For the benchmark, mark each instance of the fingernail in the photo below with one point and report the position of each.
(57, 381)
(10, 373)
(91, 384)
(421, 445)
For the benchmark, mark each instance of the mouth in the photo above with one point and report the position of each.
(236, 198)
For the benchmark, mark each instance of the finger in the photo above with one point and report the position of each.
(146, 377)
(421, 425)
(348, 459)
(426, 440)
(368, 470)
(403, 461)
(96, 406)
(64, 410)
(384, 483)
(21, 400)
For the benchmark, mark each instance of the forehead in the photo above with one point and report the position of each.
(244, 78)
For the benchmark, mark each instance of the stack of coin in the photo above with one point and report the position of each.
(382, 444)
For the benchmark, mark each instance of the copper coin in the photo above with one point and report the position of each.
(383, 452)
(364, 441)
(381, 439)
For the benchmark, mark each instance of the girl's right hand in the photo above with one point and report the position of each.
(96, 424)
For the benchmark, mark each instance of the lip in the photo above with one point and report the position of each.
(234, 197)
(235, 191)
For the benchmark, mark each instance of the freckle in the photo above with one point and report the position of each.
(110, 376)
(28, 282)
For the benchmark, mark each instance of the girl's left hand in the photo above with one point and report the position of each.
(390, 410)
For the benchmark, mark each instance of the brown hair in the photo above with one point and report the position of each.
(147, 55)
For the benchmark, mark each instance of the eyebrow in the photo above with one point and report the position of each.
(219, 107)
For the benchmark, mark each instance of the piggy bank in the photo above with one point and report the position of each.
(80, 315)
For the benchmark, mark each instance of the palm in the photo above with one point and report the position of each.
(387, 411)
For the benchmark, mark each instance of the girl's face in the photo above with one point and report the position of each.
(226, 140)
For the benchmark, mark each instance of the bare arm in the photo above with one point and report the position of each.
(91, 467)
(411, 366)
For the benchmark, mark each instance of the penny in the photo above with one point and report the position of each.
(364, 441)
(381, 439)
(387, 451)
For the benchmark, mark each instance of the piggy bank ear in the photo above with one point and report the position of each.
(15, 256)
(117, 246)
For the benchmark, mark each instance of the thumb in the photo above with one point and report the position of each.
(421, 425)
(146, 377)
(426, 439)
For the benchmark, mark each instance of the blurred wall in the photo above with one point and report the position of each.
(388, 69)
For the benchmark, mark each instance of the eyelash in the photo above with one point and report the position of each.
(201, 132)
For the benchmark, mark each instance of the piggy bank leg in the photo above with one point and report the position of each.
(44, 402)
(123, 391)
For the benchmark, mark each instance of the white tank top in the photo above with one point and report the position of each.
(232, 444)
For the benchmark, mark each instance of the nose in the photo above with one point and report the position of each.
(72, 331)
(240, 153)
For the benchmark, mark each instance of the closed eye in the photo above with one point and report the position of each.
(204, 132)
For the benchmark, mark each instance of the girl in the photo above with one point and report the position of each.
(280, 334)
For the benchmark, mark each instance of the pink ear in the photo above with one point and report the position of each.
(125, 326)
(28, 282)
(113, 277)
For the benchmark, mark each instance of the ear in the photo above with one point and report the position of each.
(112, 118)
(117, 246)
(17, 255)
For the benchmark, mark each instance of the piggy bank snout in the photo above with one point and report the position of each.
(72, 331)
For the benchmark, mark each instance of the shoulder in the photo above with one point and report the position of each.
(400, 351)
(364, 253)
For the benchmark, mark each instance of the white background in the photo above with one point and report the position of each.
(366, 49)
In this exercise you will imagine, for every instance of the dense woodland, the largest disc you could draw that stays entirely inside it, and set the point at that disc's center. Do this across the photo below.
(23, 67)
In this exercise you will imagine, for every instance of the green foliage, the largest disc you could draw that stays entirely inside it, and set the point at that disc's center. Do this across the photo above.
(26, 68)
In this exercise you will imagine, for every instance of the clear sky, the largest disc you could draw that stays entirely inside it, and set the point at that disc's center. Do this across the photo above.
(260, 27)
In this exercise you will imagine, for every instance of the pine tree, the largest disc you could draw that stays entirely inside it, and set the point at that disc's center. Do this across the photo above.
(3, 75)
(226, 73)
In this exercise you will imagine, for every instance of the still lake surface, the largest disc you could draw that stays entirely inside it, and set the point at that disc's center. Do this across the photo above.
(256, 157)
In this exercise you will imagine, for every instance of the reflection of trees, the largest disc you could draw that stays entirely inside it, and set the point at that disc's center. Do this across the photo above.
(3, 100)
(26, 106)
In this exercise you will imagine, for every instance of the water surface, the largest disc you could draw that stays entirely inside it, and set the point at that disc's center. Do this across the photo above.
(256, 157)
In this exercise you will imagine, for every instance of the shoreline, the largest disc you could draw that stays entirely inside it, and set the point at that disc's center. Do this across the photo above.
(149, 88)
-------------------------
What to work on: Nothing but the lines from the one with "of the pine" through the last line should be repeated, each exactly as it stands.

Task response:
In this exercise you will imagine, for every instance of the pine tree, the largest disc you could draw that stays entirely inside it, and set the point at that disc's center. Do this across the photo above.
(3, 75)
(226, 73)
In this exercise you will imagine, for every instance of the still lake surface, the largest disc you could draw that stays entirely inside it, and set the point at that disc's center. Do this across the photo above.
(256, 157)
In this exercise you will imagine, for every instance of the reflection of trees, the largest disc you could draw that stays entirely inside it, and set the point at that disc's center. Do this across the photo above.
(3, 100)
(26, 106)
In this exercise you will imagine, for every instance of the water surface, the largest disc you could draw that stays entirely inside it, and set the point at that disc's center. Do this across the photo above.
(256, 157)
In this exercise you will imagine, for every instance of the shoreline, the largest disc you could draw that stays entirely inside it, and set the point at that disc's center. Do this across the photo above.
(149, 88)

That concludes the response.